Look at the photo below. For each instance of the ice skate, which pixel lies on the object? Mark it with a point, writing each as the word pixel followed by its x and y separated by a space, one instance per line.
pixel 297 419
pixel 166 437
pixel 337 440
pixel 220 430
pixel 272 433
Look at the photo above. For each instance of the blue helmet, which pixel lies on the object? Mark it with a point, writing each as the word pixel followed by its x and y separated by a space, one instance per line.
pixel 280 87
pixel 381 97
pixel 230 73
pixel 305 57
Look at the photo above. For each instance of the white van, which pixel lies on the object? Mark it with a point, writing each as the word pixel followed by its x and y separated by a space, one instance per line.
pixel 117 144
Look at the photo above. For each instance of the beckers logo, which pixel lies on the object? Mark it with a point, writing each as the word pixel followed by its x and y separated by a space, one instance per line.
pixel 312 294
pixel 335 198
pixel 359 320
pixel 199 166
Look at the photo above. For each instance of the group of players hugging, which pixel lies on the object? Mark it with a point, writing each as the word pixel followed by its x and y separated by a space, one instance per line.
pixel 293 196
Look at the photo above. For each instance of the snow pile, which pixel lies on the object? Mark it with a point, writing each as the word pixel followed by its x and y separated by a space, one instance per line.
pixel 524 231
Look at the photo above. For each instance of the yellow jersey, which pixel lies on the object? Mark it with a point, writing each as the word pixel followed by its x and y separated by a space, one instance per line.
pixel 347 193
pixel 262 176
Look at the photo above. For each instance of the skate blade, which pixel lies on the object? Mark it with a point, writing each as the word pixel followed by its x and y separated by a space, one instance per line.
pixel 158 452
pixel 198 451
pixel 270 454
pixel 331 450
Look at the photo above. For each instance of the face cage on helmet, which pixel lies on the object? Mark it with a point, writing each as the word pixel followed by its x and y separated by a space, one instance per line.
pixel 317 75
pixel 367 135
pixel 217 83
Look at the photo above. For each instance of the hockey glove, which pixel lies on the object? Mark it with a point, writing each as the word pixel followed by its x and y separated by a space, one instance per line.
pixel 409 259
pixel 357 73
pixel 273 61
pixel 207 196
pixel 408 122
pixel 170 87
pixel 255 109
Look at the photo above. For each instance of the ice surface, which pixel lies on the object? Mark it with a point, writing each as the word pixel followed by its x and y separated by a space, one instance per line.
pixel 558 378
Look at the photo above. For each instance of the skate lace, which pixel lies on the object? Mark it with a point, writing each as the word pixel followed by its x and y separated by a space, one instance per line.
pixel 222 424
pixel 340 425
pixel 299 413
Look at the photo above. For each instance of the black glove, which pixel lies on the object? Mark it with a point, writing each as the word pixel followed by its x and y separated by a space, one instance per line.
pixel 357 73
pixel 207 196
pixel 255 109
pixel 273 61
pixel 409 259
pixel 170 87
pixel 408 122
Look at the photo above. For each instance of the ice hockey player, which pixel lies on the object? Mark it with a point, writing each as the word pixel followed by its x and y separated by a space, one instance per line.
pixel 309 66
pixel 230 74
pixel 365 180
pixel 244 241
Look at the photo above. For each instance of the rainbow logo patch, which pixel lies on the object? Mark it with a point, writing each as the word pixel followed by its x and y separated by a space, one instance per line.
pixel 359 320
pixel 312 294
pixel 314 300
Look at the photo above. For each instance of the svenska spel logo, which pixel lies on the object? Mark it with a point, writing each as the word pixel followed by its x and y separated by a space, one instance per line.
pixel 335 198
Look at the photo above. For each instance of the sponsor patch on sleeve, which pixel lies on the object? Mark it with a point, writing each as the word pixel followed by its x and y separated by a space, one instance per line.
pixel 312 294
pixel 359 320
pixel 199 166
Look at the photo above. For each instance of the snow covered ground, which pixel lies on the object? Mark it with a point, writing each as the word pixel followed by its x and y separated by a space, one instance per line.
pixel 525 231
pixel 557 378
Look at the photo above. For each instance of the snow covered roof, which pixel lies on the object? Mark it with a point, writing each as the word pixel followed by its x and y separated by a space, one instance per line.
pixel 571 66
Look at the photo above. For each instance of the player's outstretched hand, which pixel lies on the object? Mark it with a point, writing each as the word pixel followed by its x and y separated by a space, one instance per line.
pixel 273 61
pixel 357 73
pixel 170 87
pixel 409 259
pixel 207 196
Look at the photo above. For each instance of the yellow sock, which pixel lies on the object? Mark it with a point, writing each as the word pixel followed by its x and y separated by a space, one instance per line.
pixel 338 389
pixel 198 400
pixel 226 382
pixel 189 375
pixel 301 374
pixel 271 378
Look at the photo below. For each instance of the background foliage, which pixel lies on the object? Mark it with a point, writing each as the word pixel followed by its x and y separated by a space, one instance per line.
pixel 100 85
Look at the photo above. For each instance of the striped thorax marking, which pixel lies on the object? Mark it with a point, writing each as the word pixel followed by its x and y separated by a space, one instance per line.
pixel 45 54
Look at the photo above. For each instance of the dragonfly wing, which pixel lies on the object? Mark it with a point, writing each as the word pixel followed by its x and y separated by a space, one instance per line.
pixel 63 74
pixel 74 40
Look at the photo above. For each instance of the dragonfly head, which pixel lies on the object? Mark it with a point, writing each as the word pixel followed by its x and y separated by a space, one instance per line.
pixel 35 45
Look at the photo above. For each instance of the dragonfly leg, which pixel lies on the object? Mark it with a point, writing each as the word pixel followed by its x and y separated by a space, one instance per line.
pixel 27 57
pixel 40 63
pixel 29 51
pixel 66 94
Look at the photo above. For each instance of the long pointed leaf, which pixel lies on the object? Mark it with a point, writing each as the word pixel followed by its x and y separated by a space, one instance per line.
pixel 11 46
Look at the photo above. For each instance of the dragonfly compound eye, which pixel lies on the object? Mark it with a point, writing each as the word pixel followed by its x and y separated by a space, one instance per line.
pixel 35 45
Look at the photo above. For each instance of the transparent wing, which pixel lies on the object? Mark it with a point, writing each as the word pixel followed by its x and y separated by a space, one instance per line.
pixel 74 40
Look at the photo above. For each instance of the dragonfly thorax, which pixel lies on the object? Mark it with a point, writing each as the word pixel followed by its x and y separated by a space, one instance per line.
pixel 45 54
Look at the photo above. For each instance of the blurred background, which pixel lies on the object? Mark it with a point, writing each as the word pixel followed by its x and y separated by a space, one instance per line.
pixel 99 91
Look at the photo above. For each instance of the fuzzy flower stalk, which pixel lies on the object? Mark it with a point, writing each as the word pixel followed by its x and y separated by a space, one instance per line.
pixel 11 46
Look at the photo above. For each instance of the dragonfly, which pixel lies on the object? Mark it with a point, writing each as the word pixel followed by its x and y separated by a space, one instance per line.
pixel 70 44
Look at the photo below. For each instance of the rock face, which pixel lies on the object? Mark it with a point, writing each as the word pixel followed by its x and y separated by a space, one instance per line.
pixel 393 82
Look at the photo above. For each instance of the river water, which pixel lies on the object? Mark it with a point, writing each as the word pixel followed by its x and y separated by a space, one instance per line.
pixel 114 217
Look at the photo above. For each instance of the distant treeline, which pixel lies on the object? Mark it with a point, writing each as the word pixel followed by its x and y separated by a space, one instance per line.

◇ ◇ ◇ ◇ ◇ ◇ ◇

Each line of the material should be duplicated exactly, please.

Look at the photo below. For each instance of the ice skate, which pixel lies on the object? Mark it with a point, writing each as the word pixel followed by its x and y separated by a space, one instance per line.
pixel 297 419
pixel 166 437
pixel 337 440
pixel 220 430
pixel 272 433
Look at the photo above. For each instance of the blue helmet, which pixel lies on the object? Mark it with a point, writing each as the word pixel followed by its x and y separated by a space, one instance per line.
pixel 280 87
pixel 381 97
pixel 230 73
pixel 305 57
Look at the photo above. For each instance of the white van, which pixel lies on the object? Mark it with a point, writing each as the word pixel followed by its x and y separated by a space, one instance per line.
pixel 117 144
Look at the photo above. For each instance of the beckers logo, which pixel lies on the object? Mark it with a point, writing each as the word pixel followed by its x and y separated by a space, one instance per line.
pixel 312 294
pixel 335 198
pixel 359 320
pixel 199 166
Look at the photo above. For each instance of the group of players hugging, which pixel lies on the object? Mark it with a point, writing each as the word pixel followed by its x and y separated by a space, one instance per line.
pixel 293 196
Look at the photo above. For each instance of the snow pile, which pixel lies on the object? Mark it with a point, writing each as the word pixel followed by its x and y separated by a space, one instance per line.
pixel 524 231
Look at the photo above. For each instance of the yellow jersey, which pixel lies on the object? Mark it with a point, writing each as the word pixel followed by its x and y separated by a space, one instance per line.
pixel 347 193
pixel 262 176
Look at the photo above. For each instance of the skate blade, which pixel lies on the object? Mark it with a point, writing each as the word pixel followed by its x and y separated by a space, one instance per line.
pixel 158 452
pixel 198 451
pixel 270 454
pixel 331 450
Look at the photo above. For each instance of the face cage on helmet, which pixel lies on the object? Mark it with a point, writing each as the word pixel followed by its x and y separated by a space, one instance per line.
pixel 317 75
pixel 367 135
pixel 217 83
Look at the photo above. For each instance of the hockey glove, which pixel lies on the object? Mark it with a point, writing each as the word pixel followed by its x and y separated by a space, one instance per line.
pixel 409 259
pixel 357 73
pixel 273 61
pixel 207 196
pixel 408 122
pixel 170 87
pixel 255 109
Look at the photo above. For each instance of the ice surface, which pixel lies on the object? Mark it with a point, writing each as the word pixel followed by its x and y separated by a space, one instance per line.
pixel 558 378
Look at the photo above. For each instance of the skate lace, which pixel lies on the object? Mark it with a point, writing each as the word pixel followed by its x and y separated by a space, one instance per line.
pixel 222 424
pixel 340 425
pixel 299 413
Look at the photo above. For each instance of the black glove, which pixel lies on the object? Mark it with a point, writing each as the word pixel followed by its x and y separated by a space, one instance per line.
pixel 357 73
pixel 207 196
pixel 255 109
pixel 273 61
pixel 409 259
pixel 170 87
pixel 408 122
Look at the photo above. For each instance of the ice hockey player, which pixel lies on the object? Mark it with a point, writing each as the word pixel followed by its x and y separated by a space, one instance per line.
pixel 309 66
pixel 230 74
pixel 365 180
pixel 244 241
Look at the photo above. For each instance of the rainbow logo patch, which pixel lies on the object? Mark it with a point, writing each as the word pixel followed by its x and y separated by a space, one instance per line.
pixel 359 320
pixel 312 294
pixel 314 300
Look at the photo above. For each instance of the svenska spel logo, which pixel lies on the object? Mark it with a point, writing each as the word pixel followed by its x and y separated by a space, one instance per line.
pixel 335 198
Look at the photo above. For each instance of the sponsor patch on sleeve, which pixel lies on the object? Mark it with a point, writing each as the word pixel followed by its x and y separated by a space, one instance per line.
pixel 312 294
pixel 359 320
pixel 199 166
Look at the photo above. For each instance of the snow covered ground, which pixel lies on the object? Mark it with a point, writing each as the word pixel followed by its x and y separated by a space, one instance per line.
pixel 525 231
pixel 557 378
Look at the photo above. For each instance of the snow covered roof, which pixel lies on the object? Mark it with a point, writing each as the word pixel followed by its x and y separated by a space, one instance per line.
pixel 571 66
Look at the photo above. For each instance of the player's outstretched hand, which pixel lies on the object? Mark it with a point, writing each as the word pixel followed by its x and y separated by a space, one instance per line.
pixel 273 61
pixel 357 73
pixel 170 87
pixel 409 259
pixel 207 196
Look at the photo above. For each instance of the yellow sock, which pixel lies on the object? Mark it with a point, writing each as the word pixel followed by its x and y separated by a space, one instance per line.
pixel 338 389
pixel 198 400
pixel 226 382
pixel 189 375
pixel 301 374
pixel 271 378
Look at the photo below. For each instance of the background foliage, which pixel lies on the object? Mark it with a point, writing each as the word pixel followed by its x and y separated by a space, one instance per line.
pixel 100 85
Look at the photo above. For each instance of the striped thorax marking, which pixel lies on the object? Mark it with a point, writing each as the word pixel followed by its x and y separated by a space, one instance per line.
pixel 45 54
Look at the photo above. For each instance of the dragonfly wing, which pixel lies on the object? Mark it with a point, writing each as the word pixel followed by its x and y separated by a space, one instance per line.
pixel 63 74
pixel 74 40
Look at the photo above. For each instance of the dragonfly head, which pixel lies on the object? Mark it with a point, writing each as the word pixel followed by its x and y separated by a space, one instance per line.
pixel 35 45
Look at the photo above. For each instance of the dragonfly leg, which pixel lies on the object? Mark it with a point, writing each as the word pixel followed by its x and y separated by a space, one instance per line.
pixel 27 57
pixel 40 63
pixel 29 51
pixel 66 94
Look at the photo above. For each instance of the long pointed leaf, which pixel lies on the object? Mark it with a point, writing each as the word pixel followed by its x and y separated by a space, one instance per line.
pixel 11 46
Look at the photo above. For each instance of the dragonfly compound eye, which pixel lies on the object? Mark it with a point, writing each as the word pixel followed by its x and y separated by a space, one instance per line.
pixel 35 45
Look at the photo above. For each instance of the transparent wing, which pixel lies on the object? Mark it with a point, writing each as the word pixel followed by its x and y separated by a space, one instance per line.
pixel 74 40
Look at the photo above. For each instance of the dragonfly thorax, which pixel lies on the object? Mark it with a point, writing each as the word pixel followed by its x and y separated by a space, one instance per line.
pixel 45 54
Look at the photo above. For each instance of the blurred background, which pixel lies on the object? Mark it with a point, writing each as the word pixel followed by its x and y separated by a space, one instance per line.
pixel 99 91
Look at the photo above. For each instance of the fuzzy flower stalk, which pixel lies on the object? Mark it with a point, writing each as the word pixel followed by its x and y separated by a space, one instance per line.
pixel 11 46
Look at the photo above. For each instance of the dragonfly, which pixel lies on the object? Mark it with a point, writing each as the word pixel followed by its x and y separated by a space, one instance per line.
pixel 70 44
Look at the photo below. For each instance of the rock face, which pixel lies on the object? Mark it with a point, writing each as the word pixel followed by its x and y separated by a space, one instance per line.
pixel 393 82
Look at the photo above. For each instance of the river water, which pixel lies on the object? Mark it with a point, writing each as the word pixel followed by its x and y separated by a space, one instance per line.
pixel 114 217
Look at the photo above. For each instance of the distant treeline, which pixel lies on the object? Mark it with a point, writing each as the word pixel followed by its x and y separated by a space, one instance per line.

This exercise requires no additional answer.